WRITTEN INSTRUCTION: Can you convert each line of the items below into a Markdown table with the columns "Row" and "Line", numbering the rows and leaving out any blank lines?

[Data entries]

..........

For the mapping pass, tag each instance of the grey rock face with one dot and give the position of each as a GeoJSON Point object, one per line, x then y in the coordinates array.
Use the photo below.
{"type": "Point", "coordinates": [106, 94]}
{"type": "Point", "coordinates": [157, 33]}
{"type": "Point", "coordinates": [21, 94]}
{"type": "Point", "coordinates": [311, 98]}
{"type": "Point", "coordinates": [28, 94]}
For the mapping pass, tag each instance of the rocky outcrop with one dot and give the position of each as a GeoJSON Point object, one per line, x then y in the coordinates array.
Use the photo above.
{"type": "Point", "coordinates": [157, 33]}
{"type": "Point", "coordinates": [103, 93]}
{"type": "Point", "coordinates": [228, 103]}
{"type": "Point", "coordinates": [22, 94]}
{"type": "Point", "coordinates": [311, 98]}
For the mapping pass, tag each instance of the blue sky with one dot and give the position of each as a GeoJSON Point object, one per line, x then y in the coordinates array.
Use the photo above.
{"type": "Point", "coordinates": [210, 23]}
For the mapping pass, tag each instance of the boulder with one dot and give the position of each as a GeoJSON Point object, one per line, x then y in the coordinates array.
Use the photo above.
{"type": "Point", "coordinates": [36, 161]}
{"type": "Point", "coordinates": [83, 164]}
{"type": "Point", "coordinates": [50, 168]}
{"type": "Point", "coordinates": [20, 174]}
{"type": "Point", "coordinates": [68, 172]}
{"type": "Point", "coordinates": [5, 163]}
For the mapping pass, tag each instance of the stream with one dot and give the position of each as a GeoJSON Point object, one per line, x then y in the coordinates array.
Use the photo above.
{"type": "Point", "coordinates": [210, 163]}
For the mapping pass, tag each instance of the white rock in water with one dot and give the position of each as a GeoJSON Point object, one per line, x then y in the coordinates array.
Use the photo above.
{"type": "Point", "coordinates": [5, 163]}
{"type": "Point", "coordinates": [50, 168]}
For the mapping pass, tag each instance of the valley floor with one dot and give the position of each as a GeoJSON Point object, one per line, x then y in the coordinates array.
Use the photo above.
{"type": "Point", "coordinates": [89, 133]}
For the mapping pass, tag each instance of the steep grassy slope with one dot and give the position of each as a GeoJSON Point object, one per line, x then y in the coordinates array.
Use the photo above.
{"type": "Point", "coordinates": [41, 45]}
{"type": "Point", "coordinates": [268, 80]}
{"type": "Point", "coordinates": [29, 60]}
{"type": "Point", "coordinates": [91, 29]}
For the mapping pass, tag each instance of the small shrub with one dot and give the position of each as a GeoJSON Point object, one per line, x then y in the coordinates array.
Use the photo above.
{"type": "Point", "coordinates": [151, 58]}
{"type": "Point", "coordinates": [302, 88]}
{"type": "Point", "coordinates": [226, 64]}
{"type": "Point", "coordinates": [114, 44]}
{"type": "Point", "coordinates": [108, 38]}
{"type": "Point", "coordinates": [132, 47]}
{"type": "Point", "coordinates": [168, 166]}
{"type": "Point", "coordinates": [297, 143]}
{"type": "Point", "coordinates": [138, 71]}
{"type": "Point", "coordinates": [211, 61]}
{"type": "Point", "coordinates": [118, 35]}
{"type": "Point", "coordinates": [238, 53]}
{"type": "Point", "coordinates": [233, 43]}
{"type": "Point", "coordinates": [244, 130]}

..........

COMPLETE ANSWER:
| Row | Line |
|---|---|
| 1 | For the mapping pass, tag each instance of the grey rock face with one dot and give the position of each as a GeoJSON Point object, one per line, x then y in the coordinates array. |
| 2 | Use the photo below. |
| 3 | {"type": "Point", "coordinates": [106, 94]} |
| 4 | {"type": "Point", "coordinates": [157, 33]} |
| 5 | {"type": "Point", "coordinates": [21, 94]} |
| 6 | {"type": "Point", "coordinates": [311, 98]} |
| 7 | {"type": "Point", "coordinates": [28, 94]} |
| 8 | For the mapping pass, tag each instance of the rocky outcrop with one dot and give the position of each as a GeoJSON Point object, one per line, x then y in the coordinates array. |
| 9 | Use the photo above. |
| 10 | {"type": "Point", "coordinates": [157, 33]} |
| 11 | {"type": "Point", "coordinates": [103, 93]} |
| 12 | {"type": "Point", "coordinates": [228, 103]} |
| 13 | {"type": "Point", "coordinates": [22, 94]} |
| 14 | {"type": "Point", "coordinates": [311, 98]} |
| 15 | For the mapping pass, tag each instance of the blue sky with one dot and give the position of each as a GeoJSON Point object, one per line, x then y in the coordinates array. |
| 16 | Use the photo above. |
| 17 | {"type": "Point", "coordinates": [210, 23]} |
| 18 | For the mapping pass, tag each instance of the boulder with one dot and give the position of each as a GeoJSON Point object, one per line, x then y in the coordinates array. |
| 19 | Use the photo above. |
| 20 | {"type": "Point", "coordinates": [36, 161]} |
| 21 | {"type": "Point", "coordinates": [83, 164]} |
| 22 | {"type": "Point", "coordinates": [50, 168]} |
| 23 | {"type": "Point", "coordinates": [20, 174]} |
| 24 | {"type": "Point", "coordinates": [68, 172]} |
| 25 | {"type": "Point", "coordinates": [5, 163]} |
| 26 | For the mapping pass, tag each instance of the stream with one dot and give the position of each as a GeoJSON Point object, one per line, x then y in the coordinates array. |
| 27 | Use the photo above. |
| 28 | {"type": "Point", "coordinates": [210, 163]} |
| 29 | For the mapping pass, tag each instance of the white rock in water with one dot and give the position of each as a GeoJSON Point object, one per line, x then y in the coordinates array. |
| 30 | Use the photo above. |
| 31 | {"type": "Point", "coordinates": [5, 163]} |
| 32 | {"type": "Point", "coordinates": [50, 168]} |
| 33 | For the mapping pass, tag each instance of the valley floor with one dot and give the position of each as a GeoJSON Point object, one per line, x then y in the coordinates array. |
| 34 | Use the photo above. |
| 35 | {"type": "Point", "coordinates": [89, 133]} |
| 36 | For the mapping pass, tag each instance of the steep grassy slope with one dot and give the position of each as a GeoJSON Point object, one per line, x then y in the coordinates array. |
| 37 | Use the photo above. |
| 38 | {"type": "Point", "coordinates": [41, 45]} |
| 39 | {"type": "Point", "coordinates": [268, 80]} |
| 40 | {"type": "Point", "coordinates": [29, 60]} |
| 41 | {"type": "Point", "coordinates": [91, 29]} |
| 42 | For the mapping pass, tag each instance of the small shrub with one dot and give the position of each as a GeoJSON Point object, one per line, x then y in the coordinates array. |
| 43 | Use the photo above. |
| 44 | {"type": "Point", "coordinates": [151, 58]} |
| 45 | {"type": "Point", "coordinates": [302, 88]} |
| 46 | {"type": "Point", "coordinates": [226, 64]} |
| 47 | {"type": "Point", "coordinates": [114, 44]} |
| 48 | {"type": "Point", "coordinates": [108, 38]} |
| 49 | {"type": "Point", "coordinates": [132, 47]} |
| 50 | {"type": "Point", "coordinates": [168, 166]} |
| 51 | {"type": "Point", "coordinates": [297, 143]} |
| 52 | {"type": "Point", "coordinates": [138, 71]} |
| 53 | {"type": "Point", "coordinates": [211, 61]} |
| 54 | {"type": "Point", "coordinates": [118, 35]} |
| 55 | {"type": "Point", "coordinates": [238, 53]} |
| 56 | {"type": "Point", "coordinates": [233, 43]} |
| 57 | {"type": "Point", "coordinates": [244, 130]} |